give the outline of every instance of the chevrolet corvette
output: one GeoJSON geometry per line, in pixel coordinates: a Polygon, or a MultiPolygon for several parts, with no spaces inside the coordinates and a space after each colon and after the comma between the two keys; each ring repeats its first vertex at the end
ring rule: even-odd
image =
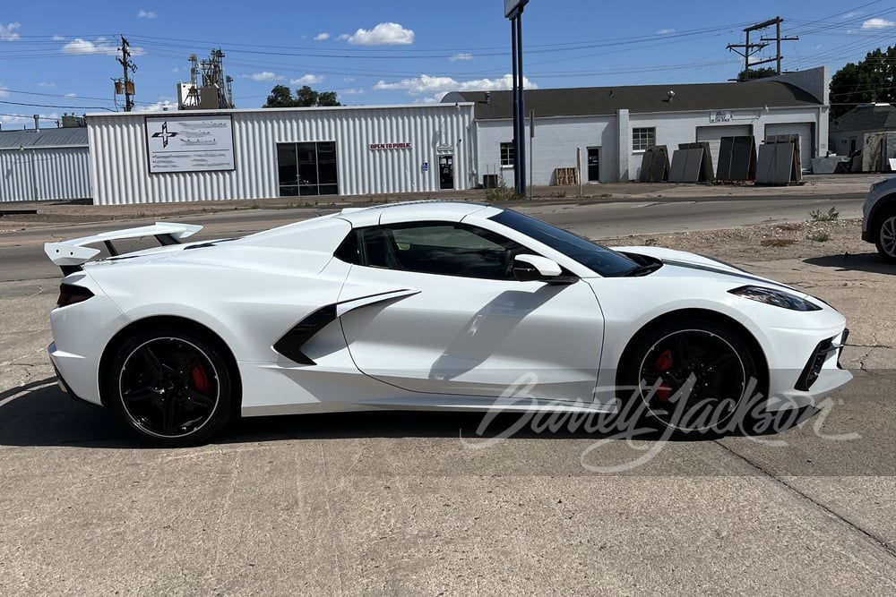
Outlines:
{"type": "Polygon", "coordinates": [[[800,409],[851,379],[838,364],[844,318],[822,300],[502,207],[346,209],[189,242],[200,228],[45,246],[65,275],[48,348],[60,386],[157,446],[206,442],[239,416],[613,414],[633,401],[695,434],[755,397],[765,412],[800,409]],[[119,254],[116,241],[139,237],[160,246],[119,254]]]}

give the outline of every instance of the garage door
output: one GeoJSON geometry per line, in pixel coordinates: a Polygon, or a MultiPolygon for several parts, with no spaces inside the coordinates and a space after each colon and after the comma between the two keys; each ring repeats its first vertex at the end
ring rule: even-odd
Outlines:
{"type": "Polygon", "coordinates": [[[749,124],[728,126],[698,126],[697,141],[710,144],[710,153],[712,155],[712,172],[719,168],[719,144],[722,137],[747,137],[753,134],[753,127],[749,124]]]}
{"type": "MultiPolygon", "coordinates": [[[[779,124],[766,124],[765,137],[770,135],[799,135],[799,164],[803,172],[807,172],[812,167],[812,149],[814,146],[812,134],[812,123],[781,123],[779,124]]],[[[760,141],[765,141],[762,137],[760,141]]]]}

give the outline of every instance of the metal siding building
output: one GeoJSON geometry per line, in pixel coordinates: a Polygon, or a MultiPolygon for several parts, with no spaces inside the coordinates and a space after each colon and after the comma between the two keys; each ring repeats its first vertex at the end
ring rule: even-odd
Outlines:
{"type": "MultiPolygon", "coordinates": [[[[450,163],[451,188],[469,189],[476,181],[474,144],[469,141],[472,119],[473,105],[469,103],[88,115],[90,168],[96,181],[93,202],[266,199],[291,194],[300,199],[299,188],[314,191],[314,187],[336,190],[339,195],[438,192],[443,190],[440,162],[450,163]],[[166,132],[150,134],[148,122],[165,121],[174,128],[185,119],[197,122],[202,118],[230,119],[233,169],[159,172],[159,165],[170,165],[177,157],[151,150],[151,141],[158,141],[154,138],[167,134],[173,144],[191,141],[183,136],[175,139],[168,128],[166,132]],[[300,155],[309,146],[323,150],[333,143],[338,189],[323,182],[318,184],[316,180],[306,185],[301,173],[295,184],[284,183],[292,175],[290,172],[299,172],[298,166],[280,163],[293,146],[296,155],[300,155]],[[156,171],[151,171],[154,167],[156,171]]],[[[197,137],[192,142],[202,143],[200,132],[193,132],[197,137]]],[[[185,134],[183,129],[181,134],[185,134]]],[[[320,167],[316,161],[314,166],[320,167]]],[[[307,194],[316,196],[316,192],[307,194]]]]}
{"type": "Polygon", "coordinates": [[[89,199],[87,129],[0,132],[0,201],[89,199]]]}

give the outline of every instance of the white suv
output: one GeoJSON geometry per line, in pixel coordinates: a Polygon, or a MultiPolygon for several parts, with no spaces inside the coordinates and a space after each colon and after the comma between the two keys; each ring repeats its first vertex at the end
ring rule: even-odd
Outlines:
{"type": "Polygon", "coordinates": [[[896,176],[871,185],[862,215],[862,240],[876,244],[884,261],[896,263],[896,176]]]}

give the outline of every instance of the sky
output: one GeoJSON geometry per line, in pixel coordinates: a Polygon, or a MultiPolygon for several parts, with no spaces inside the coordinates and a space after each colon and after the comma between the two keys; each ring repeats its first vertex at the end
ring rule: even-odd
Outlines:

→ **Stated exercise**
Rewrite all of the lines above with "garage door" replaced by "roll-up door" and everything else left unchanged. Leave the pictures out of your answer.

→ **Solved problem**
give the outline of every instance of the chevrolet corvette
output: one GeoJSON geometry per line, in pixel coordinates: a Polygon, or a MultiPolygon for several parts, with no spaces inside the coordinates and a space after each colon and after the comma between the two keys; each ring repeats its first vertex at the end
ring rule: even-odd
image =
Outlines:
{"type": "Polygon", "coordinates": [[[800,409],[851,379],[838,364],[844,318],[822,300],[502,207],[346,209],[189,242],[200,228],[45,246],[65,275],[48,348],[60,386],[157,446],[206,442],[239,416],[613,414],[633,401],[695,434],[755,397],[765,412],[800,409]],[[119,254],[116,241],[139,237],[160,246],[119,254]]]}

give the outline of every instance of the roll-up door
output: one GeoJSON geometry per line, in pixel coordinates: a Polygon, or a MultiPolygon for several parts, with no spaces inside the coordinates and a space after each colon and after the comma between the two keys; each ring repeats its first vertex at the end
ring rule: even-odd
Outlines:
{"type": "Polygon", "coordinates": [[[749,124],[728,126],[698,126],[697,141],[710,144],[710,153],[712,155],[712,172],[719,168],[719,144],[722,137],[747,137],[753,134],[753,127],[749,124]]]}
{"type": "MultiPolygon", "coordinates": [[[[779,124],[766,124],[765,137],[770,135],[799,135],[799,164],[803,172],[807,172],[812,167],[812,149],[814,146],[812,134],[812,123],[781,123],[779,124]]],[[[760,141],[765,141],[762,137],[760,141]]]]}

give the outline of every instance of the metal siding building
output: one GeoJSON geometry per line, in pixel coordinates: a Polygon, or a MultiPolygon for several parts, with no spaces inside the coordinates and a space after each colon and after the comma between the two keys; each ring repeats its first vertex at the end
ring rule: even-odd
Outlines:
{"type": "MultiPolygon", "coordinates": [[[[450,163],[451,188],[469,189],[476,181],[474,144],[469,141],[472,119],[473,105],[469,103],[88,115],[90,168],[96,181],[93,202],[266,199],[291,194],[300,199],[299,188],[314,191],[314,187],[336,190],[339,195],[438,192],[443,190],[440,162],[450,163]],[[166,132],[150,134],[148,122],[165,121],[174,128],[185,119],[197,122],[202,118],[230,119],[233,169],[159,172],[159,165],[170,165],[177,157],[151,150],[151,141],[158,141],[154,138],[167,134],[173,144],[191,141],[183,136],[175,139],[168,128],[166,132]],[[300,155],[309,146],[323,150],[333,143],[338,189],[323,182],[318,184],[316,180],[306,185],[301,173],[295,184],[284,183],[292,175],[290,172],[299,172],[298,166],[280,163],[293,146],[296,155],[300,155]],[[156,171],[151,171],[154,167],[156,171]]],[[[197,137],[192,142],[202,143],[200,132],[193,132],[197,137]]],[[[185,134],[183,129],[181,134],[185,134]]],[[[320,167],[316,161],[314,166],[320,167]]],[[[307,194],[316,196],[316,192],[307,194]]]]}
{"type": "Polygon", "coordinates": [[[89,199],[87,129],[0,132],[0,201],[89,199]]]}

give the outline of every instance of the white suv
output: one GeoJSON geometry per line, in pixel coordinates: a Polygon, or a MultiPolygon for several parts, with no spaces inside the coordinates and a space after each colon and after the comma between the two keys; each ring repeats its first vertex at the end
ring rule: even-odd
Outlines:
{"type": "Polygon", "coordinates": [[[896,176],[871,185],[862,215],[862,240],[876,244],[884,261],[896,263],[896,176]]]}

give the outline of every instance of the sky
output: one GeoJSON geometry per line, in pixel coordinates: a Polygon, or a MultiPolygon for several parts, with no spaces inside the coordinates and a space after each colon and after the comma between the two keys; each ring repeats its first vertex at the end
ring rule: even-odd
Outlines:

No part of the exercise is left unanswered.